== Consigne donnée 1 ==
Dans le bloc de texte sur le film d'Hitchcock pour la Fox, quel acteur interprète Willi, le marin allemand ?

Au beau milieu des années 40, l'unique film d'Hitchcock pour la Fox fait partie de deux ensembles bien singuliers: il est avec Rope (1948) un défi formel particulièrement affirmé, et forme avec Foreign Correspondent (1940), Saboteur (1942), Bon Voyage & Aventure Malgache (1944) un groupe de films qui participent à l'effort de guerre, officiel ou non. Il n'a pas coutume à être considéré comme l'un des Hitchcock majeurs, même s'il reste à la fois l'un des plus méconnus et l'un des plus voyants de la période, ce qui n'est pas banal. Néanmoins, à la faveur d'une ressortie en BluRay et DVD chez Masters of Cinema, on se reprend à le réévaluer...
Pour ma part, je considère qu'il s'agit d'un film dont les défauts restent importants, mais dans lequel la maitre a au moins su se poser quelques défis, et a réussi à rendre intéressant ce qui aurait si facilement pu devenir un pensum lourdingue. On connait bien l'argument symbolique, du à John Steinbeck: des passagers et des hommes d'équipage d'un bateau Américain en route pour l'Angleterre qui se fait couler par un U-Boot, trouvent refuge dans un canot de sauvetage. Le U-Boot ayant lui aussi coulé, ils en recueillent un unique rescapé, un homme qui se présente comme ne comprenant pas l'Anglais, et comme un simple marin, et non un officier. Etant le meilleur marin du canot, il prend vite les commandes et va manipuler à sa guise les Américains divisés par leurs préjugés de classe, et leur naïveté...
Pour Hitchcock, l'intérêt premier est bien sur le huis-clos d'un genre particulier, puisqu'on ne quitte jamais le canot; lorsque le générique défile, on voit les conséquences immédiates de l'attaque du U-Boot; lorsque la fin arrive, les passagers vont être sauvés, cela ne fait aucun doute. Tout le film se déroule donc dans le cadre de la fragile embarcation où on pris place les protagonistes. On a surtout, au sujet de cette figure imposée par le metteur en scène, évoqué sa participation, en rappelant qu'il est représenté en silhouette sur une publicité imprimée sur le dos d'un journal consulté par l'un des passagers...
Mais faut-il le rappeler, le film se déroule entièrement autour des passagers d'un canot de sauvetage et à ce titre, c'est un tour de force, bien sûr: Hitchcock a excellé à trouver les angles de prises de vues, variant les approches des conversations et autres conciliabules, évitant autant que possible le champ/contrechamp, donnant corps aussi bien aux relations privilégiées entre tel et tel personnage, qu'au groupe ou à l'isolement d'un homme ou d'une femme. Mais le film n'est pas qu'un tour de passe-passe formel, c'est aussi une charge symbolique...
Pour commencer, les protagonistes sont tous clairement définis, dès l'exposition, qui se charge de nous les faire découvrir les uns après les autres, et se clôt sur le seul qui aura des surprises à nous réserver: Willi, le marin Allemand, nazi et manipulateur, joué par Walter Slezak.

== Données affichées ==
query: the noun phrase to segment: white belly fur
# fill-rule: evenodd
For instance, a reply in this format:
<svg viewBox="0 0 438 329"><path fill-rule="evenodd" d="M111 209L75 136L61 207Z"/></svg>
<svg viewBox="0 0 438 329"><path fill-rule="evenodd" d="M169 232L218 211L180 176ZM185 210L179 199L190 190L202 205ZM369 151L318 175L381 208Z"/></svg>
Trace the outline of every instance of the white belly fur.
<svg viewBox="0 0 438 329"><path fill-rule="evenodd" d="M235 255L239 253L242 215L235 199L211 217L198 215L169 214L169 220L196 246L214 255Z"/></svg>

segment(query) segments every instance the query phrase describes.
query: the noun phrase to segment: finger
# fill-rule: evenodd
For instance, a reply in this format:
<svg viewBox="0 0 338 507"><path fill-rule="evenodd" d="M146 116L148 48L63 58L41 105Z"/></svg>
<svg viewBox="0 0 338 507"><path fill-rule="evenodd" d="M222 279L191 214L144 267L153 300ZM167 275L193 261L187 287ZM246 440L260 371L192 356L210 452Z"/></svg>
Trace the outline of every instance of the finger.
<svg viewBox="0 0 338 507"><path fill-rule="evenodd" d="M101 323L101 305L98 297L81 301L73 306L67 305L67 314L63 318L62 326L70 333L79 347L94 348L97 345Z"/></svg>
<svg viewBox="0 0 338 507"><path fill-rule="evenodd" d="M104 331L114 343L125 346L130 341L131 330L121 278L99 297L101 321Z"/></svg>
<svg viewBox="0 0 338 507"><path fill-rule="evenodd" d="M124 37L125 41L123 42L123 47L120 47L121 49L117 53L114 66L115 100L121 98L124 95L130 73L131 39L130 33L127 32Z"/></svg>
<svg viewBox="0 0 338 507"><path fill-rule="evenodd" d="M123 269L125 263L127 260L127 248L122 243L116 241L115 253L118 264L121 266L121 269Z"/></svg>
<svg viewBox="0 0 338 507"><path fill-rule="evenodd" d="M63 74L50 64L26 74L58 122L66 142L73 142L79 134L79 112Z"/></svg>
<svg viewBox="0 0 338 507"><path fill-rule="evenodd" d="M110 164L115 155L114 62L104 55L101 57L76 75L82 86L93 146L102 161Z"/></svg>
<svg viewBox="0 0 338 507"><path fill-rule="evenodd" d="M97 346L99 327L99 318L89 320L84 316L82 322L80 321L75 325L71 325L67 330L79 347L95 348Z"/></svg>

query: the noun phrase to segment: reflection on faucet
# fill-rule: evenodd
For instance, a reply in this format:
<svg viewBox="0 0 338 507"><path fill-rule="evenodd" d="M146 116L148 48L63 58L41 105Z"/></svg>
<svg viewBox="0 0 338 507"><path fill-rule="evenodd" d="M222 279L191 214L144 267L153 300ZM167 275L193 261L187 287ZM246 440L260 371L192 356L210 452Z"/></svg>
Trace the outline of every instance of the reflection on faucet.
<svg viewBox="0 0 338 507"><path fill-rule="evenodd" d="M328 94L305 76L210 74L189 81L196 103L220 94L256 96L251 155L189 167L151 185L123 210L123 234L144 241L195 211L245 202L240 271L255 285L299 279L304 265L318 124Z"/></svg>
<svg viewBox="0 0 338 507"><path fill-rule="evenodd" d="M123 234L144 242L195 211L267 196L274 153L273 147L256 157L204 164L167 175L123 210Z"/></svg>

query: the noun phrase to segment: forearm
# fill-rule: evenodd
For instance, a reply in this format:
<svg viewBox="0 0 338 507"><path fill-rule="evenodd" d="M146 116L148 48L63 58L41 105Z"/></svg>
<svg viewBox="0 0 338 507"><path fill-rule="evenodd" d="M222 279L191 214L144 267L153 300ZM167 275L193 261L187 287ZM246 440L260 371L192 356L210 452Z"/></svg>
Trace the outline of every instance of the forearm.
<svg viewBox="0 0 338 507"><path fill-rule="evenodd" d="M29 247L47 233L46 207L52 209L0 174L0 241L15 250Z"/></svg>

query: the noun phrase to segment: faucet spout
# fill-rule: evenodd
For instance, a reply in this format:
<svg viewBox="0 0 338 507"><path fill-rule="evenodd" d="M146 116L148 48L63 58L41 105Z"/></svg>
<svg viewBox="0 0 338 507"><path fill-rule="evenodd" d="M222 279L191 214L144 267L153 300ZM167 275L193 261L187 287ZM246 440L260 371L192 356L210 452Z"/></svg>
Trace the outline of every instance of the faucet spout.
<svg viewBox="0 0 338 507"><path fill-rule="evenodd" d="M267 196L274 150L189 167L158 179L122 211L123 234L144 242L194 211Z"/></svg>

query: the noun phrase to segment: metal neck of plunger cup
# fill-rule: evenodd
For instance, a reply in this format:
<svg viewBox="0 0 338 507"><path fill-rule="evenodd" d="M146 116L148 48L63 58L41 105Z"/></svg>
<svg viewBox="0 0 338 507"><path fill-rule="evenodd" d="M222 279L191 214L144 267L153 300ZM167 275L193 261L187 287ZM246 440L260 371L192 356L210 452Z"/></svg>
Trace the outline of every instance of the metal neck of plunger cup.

== Consigne donnée 2 ==
Recopiez tel quel tout le listing, depuis son début jusqu'à la ligne qui contient "255L239 253L242 215L235", celle-ci comprise.

== Réponse 1 ==
Walter Slezak.

== Réponse 2 ==
query: the noun phrase to segment: white belly fur
# fill-rule: evenodd
For instance, a reply in this format:
<svg viewBox="0 0 438 329"><path fill-rule="evenodd" d="M111 209L75 136L61 207Z"/></svg>
<svg viewBox="0 0 438 329"><path fill-rule="evenodd" d="M169 232L218 211L180 176ZM185 210L179 199L190 190L202 205ZM369 151L318 175L381 208Z"/></svg>
Trace the outline of every instance of the white belly fur.
<svg viewBox="0 0 438 329"><path fill-rule="evenodd" d="M235 255L239 253L242 215L235 199L211 217L198 215L169 214L169 220L196 246L214 255Z"/></svg>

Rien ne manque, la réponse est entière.